### Task material
-- Opening Marker --

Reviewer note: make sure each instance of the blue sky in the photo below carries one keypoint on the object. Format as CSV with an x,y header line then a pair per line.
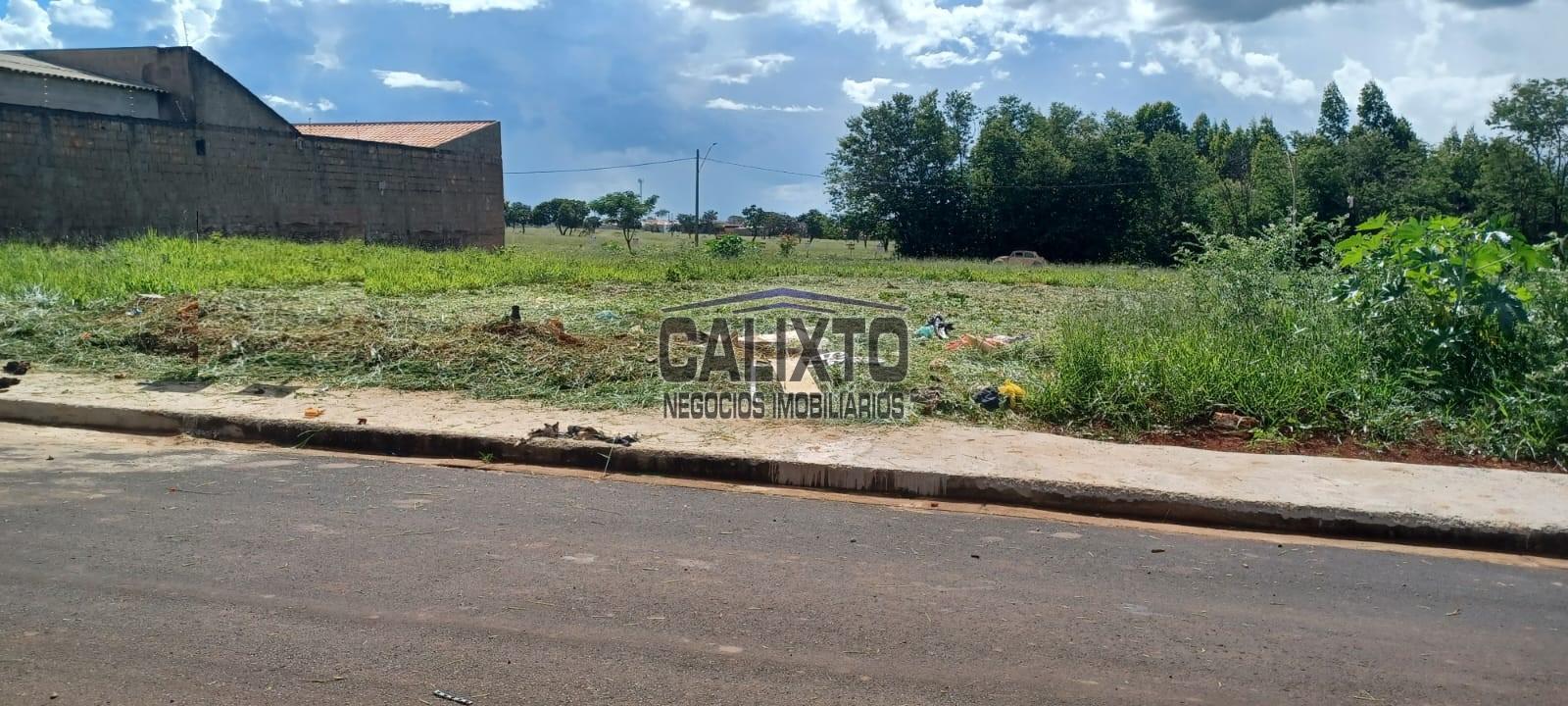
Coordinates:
x,y
606,82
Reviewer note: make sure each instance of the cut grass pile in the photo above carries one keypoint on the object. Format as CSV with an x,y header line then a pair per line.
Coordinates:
x,y
182,266
1112,350
463,341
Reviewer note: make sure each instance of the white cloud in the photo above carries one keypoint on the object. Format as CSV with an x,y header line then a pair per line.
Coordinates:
x,y
917,27
80,13
1244,75
193,23
728,104
25,25
460,7
796,198
742,70
321,106
1350,77
941,60
325,52
408,78
864,93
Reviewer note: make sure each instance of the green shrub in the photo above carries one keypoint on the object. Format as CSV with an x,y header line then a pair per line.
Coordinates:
x,y
1244,329
1446,302
788,243
726,247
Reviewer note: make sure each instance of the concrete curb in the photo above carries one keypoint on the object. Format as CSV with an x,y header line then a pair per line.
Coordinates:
x,y
1079,498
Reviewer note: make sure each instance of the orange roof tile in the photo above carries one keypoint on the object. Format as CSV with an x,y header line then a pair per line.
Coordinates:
x,y
412,133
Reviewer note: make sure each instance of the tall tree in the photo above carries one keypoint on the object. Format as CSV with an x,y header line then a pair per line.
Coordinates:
x,y
517,214
1536,117
566,214
626,211
1201,132
1159,117
1333,115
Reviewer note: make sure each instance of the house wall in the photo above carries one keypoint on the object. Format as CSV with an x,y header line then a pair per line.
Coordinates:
x,y
68,94
196,90
90,177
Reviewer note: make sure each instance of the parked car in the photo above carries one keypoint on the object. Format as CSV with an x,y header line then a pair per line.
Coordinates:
x,y
1021,258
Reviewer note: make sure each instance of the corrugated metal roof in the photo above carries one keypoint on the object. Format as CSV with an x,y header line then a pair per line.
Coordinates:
x,y
412,133
23,63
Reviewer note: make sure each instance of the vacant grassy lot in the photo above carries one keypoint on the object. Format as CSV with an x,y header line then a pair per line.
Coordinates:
x,y
1109,350
177,266
347,314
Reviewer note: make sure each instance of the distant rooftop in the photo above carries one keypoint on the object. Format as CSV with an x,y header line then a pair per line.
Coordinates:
x,y
412,133
23,63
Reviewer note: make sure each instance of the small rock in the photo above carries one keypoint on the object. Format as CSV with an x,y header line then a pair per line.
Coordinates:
x,y
1233,423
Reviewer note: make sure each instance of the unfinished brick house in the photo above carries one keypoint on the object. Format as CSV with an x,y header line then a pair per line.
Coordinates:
x,y
104,143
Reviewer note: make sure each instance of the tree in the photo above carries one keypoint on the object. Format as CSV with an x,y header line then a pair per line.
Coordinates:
x,y
899,169
517,214
1377,117
815,224
753,216
541,217
1201,132
1536,117
1159,117
626,211
1333,115
564,214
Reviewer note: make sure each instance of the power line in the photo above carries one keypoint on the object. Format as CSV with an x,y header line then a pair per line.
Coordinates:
x,y
1019,187
600,169
1050,187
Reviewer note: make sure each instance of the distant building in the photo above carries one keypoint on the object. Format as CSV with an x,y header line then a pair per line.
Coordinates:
x,y
102,143
661,225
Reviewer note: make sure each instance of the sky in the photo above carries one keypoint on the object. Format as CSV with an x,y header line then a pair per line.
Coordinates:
x,y
582,83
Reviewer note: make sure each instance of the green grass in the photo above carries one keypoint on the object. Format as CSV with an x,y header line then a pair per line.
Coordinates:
x,y
1110,349
184,266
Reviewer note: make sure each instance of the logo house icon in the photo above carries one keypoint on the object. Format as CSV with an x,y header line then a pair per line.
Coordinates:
x,y
802,352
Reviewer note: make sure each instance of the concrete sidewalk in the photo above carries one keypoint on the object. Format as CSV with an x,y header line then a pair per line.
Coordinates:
x,y
1494,509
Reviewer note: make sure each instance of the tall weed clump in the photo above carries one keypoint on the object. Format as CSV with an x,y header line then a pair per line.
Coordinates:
x,y
1473,321
1246,328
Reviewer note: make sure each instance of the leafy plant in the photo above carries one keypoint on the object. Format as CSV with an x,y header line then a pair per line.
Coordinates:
x,y
726,247
1442,295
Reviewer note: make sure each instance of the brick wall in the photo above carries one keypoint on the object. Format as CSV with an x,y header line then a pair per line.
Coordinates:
x,y
90,177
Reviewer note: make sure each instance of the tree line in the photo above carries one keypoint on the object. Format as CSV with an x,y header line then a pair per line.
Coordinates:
x,y
938,176
627,212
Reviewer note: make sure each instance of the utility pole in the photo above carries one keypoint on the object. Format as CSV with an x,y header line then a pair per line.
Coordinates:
x,y
697,198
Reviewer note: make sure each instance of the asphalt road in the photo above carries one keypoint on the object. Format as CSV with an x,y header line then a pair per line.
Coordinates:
x,y
282,578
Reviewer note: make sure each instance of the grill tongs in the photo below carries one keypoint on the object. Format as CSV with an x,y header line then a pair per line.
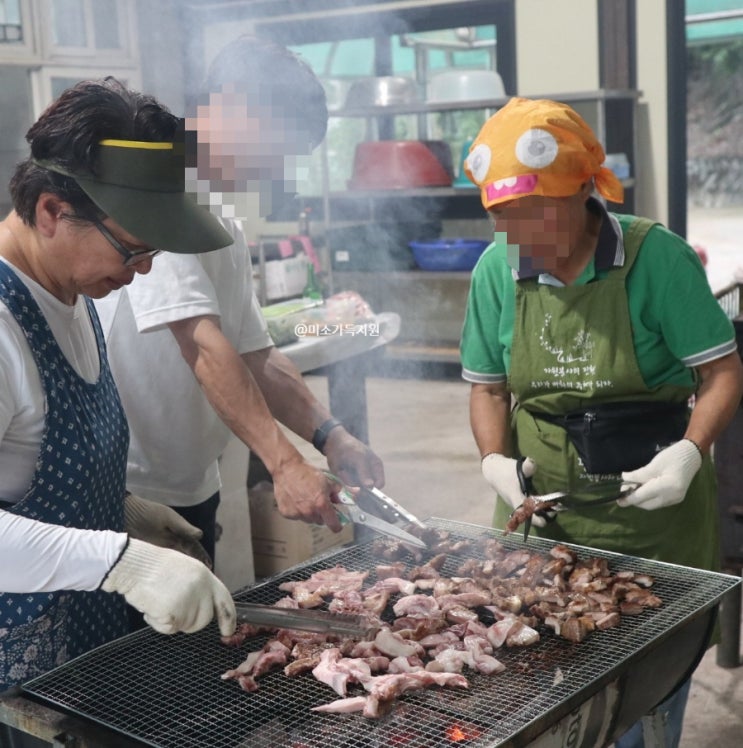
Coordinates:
x,y
349,510
302,619
559,501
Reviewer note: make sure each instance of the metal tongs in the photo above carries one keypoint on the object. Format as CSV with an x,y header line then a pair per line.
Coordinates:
x,y
350,511
556,501
302,619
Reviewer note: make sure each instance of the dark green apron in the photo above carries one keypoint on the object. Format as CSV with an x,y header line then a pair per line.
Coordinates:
x,y
573,346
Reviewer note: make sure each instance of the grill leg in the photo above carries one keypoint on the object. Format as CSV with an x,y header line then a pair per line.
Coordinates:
x,y
654,730
728,650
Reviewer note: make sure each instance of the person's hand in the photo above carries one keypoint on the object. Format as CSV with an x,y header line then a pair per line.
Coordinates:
x,y
500,472
175,592
352,460
306,493
162,526
666,478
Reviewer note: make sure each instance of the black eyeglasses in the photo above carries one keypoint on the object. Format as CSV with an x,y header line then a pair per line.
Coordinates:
x,y
130,258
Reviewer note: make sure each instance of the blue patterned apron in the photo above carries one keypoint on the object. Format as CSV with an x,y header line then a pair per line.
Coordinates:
x,y
79,481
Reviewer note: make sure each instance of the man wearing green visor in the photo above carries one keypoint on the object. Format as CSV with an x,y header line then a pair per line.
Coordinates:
x,y
261,111
101,193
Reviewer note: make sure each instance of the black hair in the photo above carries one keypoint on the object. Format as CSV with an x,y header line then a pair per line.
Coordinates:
x,y
68,133
278,76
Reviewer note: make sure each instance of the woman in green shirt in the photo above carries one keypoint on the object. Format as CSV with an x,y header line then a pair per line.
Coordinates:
x,y
575,310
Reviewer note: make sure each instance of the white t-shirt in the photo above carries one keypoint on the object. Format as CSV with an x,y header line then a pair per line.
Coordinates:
x,y
176,436
35,556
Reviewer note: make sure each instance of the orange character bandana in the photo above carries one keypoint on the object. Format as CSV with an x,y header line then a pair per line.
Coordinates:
x,y
537,147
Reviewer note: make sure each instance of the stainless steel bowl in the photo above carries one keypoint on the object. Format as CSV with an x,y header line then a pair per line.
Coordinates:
x,y
387,90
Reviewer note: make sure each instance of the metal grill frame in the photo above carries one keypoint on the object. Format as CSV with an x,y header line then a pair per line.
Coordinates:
x,y
165,691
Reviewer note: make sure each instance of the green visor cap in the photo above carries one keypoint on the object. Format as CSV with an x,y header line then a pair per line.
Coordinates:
x,y
141,186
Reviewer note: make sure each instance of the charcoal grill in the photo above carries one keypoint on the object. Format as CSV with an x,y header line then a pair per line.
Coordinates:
x,y
165,691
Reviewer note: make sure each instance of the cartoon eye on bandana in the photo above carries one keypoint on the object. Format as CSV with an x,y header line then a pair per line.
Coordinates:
x,y
536,148
478,162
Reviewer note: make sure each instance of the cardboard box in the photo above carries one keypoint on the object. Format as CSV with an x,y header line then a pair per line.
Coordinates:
x,y
279,543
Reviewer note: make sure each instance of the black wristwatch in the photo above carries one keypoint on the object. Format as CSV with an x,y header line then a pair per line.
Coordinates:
x,y
320,437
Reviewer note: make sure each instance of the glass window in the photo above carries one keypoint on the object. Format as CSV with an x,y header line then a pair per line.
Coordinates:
x,y
11,29
105,24
68,23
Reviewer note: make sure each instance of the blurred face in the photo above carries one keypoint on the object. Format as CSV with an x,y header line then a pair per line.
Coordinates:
x,y
540,232
246,147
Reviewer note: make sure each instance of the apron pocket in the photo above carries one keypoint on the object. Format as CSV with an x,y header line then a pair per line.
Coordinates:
x,y
615,437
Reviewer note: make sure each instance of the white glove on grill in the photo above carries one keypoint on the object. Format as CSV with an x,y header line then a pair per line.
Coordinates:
x,y
175,592
666,478
162,526
500,472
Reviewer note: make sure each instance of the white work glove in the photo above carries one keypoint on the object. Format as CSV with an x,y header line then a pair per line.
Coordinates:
x,y
162,526
666,478
175,592
500,472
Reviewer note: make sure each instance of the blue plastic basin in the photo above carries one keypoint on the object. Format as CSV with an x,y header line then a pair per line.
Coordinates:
x,y
448,254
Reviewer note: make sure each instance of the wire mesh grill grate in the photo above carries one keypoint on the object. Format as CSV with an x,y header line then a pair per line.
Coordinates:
x,y
165,691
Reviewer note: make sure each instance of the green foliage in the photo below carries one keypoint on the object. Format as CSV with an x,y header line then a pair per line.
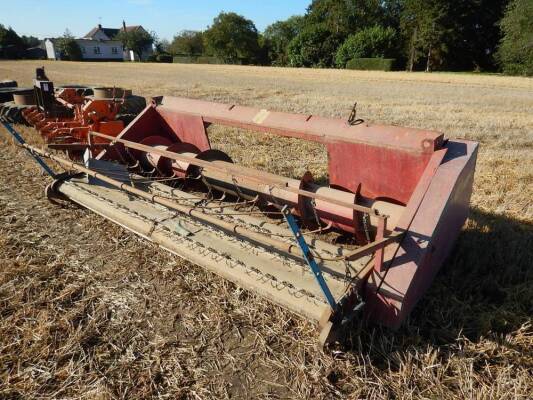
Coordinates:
x,y
136,40
425,26
314,46
373,64
516,49
376,41
343,17
184,59
30,41
232,38
279,35
69,48
187,42
11,45
164,58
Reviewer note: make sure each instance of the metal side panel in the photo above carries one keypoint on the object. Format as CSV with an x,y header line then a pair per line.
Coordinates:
x,y
281,280
430,239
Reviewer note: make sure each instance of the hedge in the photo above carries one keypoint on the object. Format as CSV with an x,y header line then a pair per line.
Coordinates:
x,y
376,64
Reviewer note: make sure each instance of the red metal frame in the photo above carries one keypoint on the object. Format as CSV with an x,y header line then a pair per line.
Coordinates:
x,y
412,167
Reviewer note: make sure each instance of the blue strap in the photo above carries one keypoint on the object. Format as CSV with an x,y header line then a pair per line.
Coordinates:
x,y
20,139
308,256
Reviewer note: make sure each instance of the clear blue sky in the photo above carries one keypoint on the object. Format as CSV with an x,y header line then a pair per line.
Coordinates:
x,y
50,18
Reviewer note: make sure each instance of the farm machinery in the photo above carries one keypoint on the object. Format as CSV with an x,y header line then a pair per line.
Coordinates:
x,y
64,116
396,201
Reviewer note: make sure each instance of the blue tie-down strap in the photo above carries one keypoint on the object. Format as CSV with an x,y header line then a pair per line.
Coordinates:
x,y
308,256
21,141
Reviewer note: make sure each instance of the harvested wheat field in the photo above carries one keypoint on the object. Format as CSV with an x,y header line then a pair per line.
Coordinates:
x,y
89,310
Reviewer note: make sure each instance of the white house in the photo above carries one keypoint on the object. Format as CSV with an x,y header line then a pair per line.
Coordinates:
x,y
99,45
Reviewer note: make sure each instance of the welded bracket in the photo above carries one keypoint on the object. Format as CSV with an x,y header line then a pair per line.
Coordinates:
x,y
308,256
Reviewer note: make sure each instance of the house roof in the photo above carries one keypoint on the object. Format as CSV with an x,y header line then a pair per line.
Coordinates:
x,y
110,32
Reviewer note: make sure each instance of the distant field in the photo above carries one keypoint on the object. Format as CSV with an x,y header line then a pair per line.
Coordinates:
x,y
84,319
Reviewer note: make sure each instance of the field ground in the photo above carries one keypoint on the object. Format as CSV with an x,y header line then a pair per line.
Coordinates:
x,y
90,311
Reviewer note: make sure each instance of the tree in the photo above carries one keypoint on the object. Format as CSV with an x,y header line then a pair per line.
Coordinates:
x,y
516,48
187,42
279,35
314,46
368,43
232,38
68,47
474,34
11,45
30,41
136,40
424,25
343,17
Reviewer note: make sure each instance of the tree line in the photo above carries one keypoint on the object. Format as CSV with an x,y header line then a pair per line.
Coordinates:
x,y
453,35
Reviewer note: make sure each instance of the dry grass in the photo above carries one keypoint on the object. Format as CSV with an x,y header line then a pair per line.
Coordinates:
x,y
90,311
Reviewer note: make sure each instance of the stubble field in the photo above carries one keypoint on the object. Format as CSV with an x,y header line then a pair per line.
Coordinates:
x,y
88,310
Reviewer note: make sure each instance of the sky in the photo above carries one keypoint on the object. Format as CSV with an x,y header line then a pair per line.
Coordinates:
x,y
50,18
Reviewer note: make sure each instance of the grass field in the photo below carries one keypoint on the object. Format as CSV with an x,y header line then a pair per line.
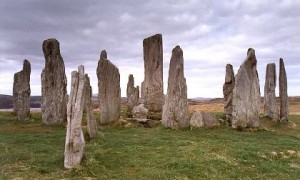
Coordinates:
x,y
31,150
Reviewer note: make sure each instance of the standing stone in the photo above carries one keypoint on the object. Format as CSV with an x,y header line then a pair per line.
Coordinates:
x,y
228,92
90,118
109,90
284,101
175,110
21,92
152,86
54,85
132,94
270,107
74,147
246,94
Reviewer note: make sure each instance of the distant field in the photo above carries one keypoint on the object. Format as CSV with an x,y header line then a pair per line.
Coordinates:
x,y
31,150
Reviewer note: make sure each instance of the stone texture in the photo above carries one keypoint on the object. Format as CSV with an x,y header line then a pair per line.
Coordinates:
x,y
139,112
204,120
284,101
109,90
132,95
175,109
152,86
270,107
74,146
21,92
228,91
90,118
54,85
246,94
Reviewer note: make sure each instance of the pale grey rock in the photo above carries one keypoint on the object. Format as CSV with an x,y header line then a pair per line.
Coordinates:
x,y
202,119
74,146
175,109
228,91
90,118
246,94
284,100
139,112
109,90
21,92
132,95
152,86
54,85
270,106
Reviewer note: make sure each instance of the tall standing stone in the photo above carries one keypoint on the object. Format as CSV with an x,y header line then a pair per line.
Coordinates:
x,y
21,92
246,94
284,101
109,90
270,107
132,94
54,85
228,91
175,109
74,146
90,118
152,87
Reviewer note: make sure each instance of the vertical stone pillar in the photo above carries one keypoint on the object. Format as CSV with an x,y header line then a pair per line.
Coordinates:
x,y
74,146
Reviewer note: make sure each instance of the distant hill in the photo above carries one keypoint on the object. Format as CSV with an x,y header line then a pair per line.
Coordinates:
x,y
6,101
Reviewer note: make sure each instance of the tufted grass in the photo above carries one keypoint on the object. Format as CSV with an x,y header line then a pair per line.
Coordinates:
x,y
31,150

-- Closing Marker --

### Instructions to follow
Every line in the data that holds "frame" should be copied out.

### Finished task
Reviewer note: make sure each instance of the metal grill frame in the photo above carries one keypoint on the object. Format as CSV with an x,y header line then a pair per line.
Reviewer note: make sure each instance of the red metal frame in the photo above carries one keypoint on the object. Format as CSV with an x,y header line then a pair per line.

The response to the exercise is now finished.